Objective:
Only the lines from the one containing "of the wooden" to the end of the entries should be written out, each exactly as it stands, both ends included.
#### Supplied entries ####
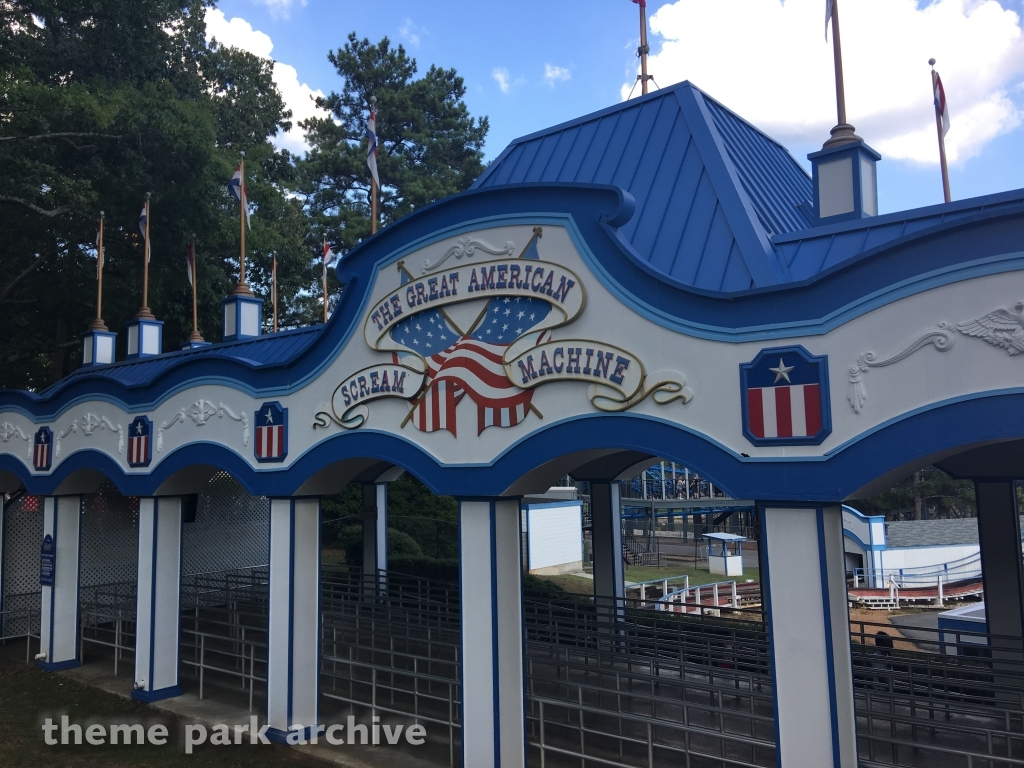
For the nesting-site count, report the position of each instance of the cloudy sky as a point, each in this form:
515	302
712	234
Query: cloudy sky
532	64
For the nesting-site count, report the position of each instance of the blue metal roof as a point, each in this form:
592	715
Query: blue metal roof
815	251
711	188
272	349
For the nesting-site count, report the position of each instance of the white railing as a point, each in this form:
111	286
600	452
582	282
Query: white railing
691	599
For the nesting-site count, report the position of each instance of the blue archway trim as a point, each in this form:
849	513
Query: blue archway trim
830	478
985	243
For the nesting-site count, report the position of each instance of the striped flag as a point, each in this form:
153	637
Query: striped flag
271	433
372	146
139	442
190	258
239	190
99	248
471	364
941	108
42	455
142	221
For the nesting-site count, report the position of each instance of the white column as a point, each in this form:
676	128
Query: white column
809	633
374	527
491	588
294	621
606	515
58	624
158	619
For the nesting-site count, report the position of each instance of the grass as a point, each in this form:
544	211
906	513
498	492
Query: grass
28	696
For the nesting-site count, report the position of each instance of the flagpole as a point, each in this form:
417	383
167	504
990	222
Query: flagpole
942	137
843	133
324	263
98	325
196	335
144	311
243	287
643	50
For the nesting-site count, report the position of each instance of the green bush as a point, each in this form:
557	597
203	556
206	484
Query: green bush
399	545
541	587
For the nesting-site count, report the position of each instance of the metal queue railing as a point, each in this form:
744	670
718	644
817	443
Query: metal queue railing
22	621
617	684
938	697
391	644
608	682
224	629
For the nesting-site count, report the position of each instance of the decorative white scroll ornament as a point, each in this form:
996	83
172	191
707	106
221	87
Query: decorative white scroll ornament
8	430
467	247
941	338
200	413
87	425
1003	328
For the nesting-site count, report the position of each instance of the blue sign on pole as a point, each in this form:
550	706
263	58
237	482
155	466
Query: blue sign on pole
47	561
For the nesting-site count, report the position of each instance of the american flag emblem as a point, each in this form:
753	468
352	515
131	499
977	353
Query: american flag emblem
271	432
469	363
140	442
785	397
42	454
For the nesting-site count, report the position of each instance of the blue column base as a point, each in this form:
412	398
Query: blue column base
279	736
57	666
157	695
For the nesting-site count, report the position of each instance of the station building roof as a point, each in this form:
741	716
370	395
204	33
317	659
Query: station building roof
722	210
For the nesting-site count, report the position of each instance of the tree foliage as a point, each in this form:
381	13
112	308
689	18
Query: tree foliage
928	494
103	100
429	146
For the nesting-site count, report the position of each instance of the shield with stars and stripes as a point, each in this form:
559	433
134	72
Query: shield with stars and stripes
140	442
784	397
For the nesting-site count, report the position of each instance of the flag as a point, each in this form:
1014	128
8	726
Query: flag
139	442
190	257
241	193
330	258
472	364
99	251
141	228
941	108
372	146
41	456
271	434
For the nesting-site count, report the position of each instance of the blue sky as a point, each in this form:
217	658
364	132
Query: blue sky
528	65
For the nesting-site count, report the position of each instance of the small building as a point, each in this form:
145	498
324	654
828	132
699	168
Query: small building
553	532
720	558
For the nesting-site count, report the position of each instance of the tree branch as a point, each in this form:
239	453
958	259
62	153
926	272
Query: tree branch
40	260
32	207
45	136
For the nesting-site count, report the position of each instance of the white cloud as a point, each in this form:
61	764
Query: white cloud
298	96
772	65
555	74
281	8
501	76
411	33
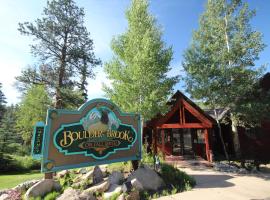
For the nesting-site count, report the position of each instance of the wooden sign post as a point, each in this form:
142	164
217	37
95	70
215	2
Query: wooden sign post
97	133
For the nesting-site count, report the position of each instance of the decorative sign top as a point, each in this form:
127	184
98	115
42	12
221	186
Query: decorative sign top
98	133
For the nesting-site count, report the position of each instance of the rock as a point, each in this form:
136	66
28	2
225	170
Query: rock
82	171
114	189
101	187
4	196
3	192
97	175
56	186
62	173
121	197
127	186
148	179
87	196
116	177
41	188
25	185
73	194
134	195
136	184
87	176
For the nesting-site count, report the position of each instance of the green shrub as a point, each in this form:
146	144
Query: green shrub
176	178
52	195
120	166
15	163
26	162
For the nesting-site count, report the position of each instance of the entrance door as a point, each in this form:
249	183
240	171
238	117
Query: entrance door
187	141
181	142
176	142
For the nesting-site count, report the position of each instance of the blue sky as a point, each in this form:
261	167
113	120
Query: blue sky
####
Result for this exercise:
For the nesting-site count, report the position of each instance of the wooden sign post as a point, each in this form:
142	164
217	37
95	70
215	2
Query: wooden sign post
97	133
For the nesting-site count, report the position of each instance of the decorative sign top as a point, each in this form:
127	184
98	115
42	12
221	186
Query: decorative sign top
98	133
For the nesting-site count, report the position of each instance of the rock as a point, each in this form:
136	66
28	2
225	170
Query: rock
82	171
114	189
101	187
4	196
3	192
97	175
56	186
62	173
121	197
127	186
148	179
87	196
116	177
41	188
25	185
73	194
134	195
136	184
87	176
For the nesting-site count, report the position of each instance of the green shrub as a point, each in this form:
146	144
Query: green shrub
176	178
52	195
120	166
15	163
26	162
For the nesting-site count, report the position of each instance of the entrance door as a point, each in this form:
249	183
240	171
238	117
Query: entrance door
187	141
181	142
176	142
For the nesting-site count, report the position of each instance of the blue sky as a point, each in this form:
261	167
113	120
Query: blue sky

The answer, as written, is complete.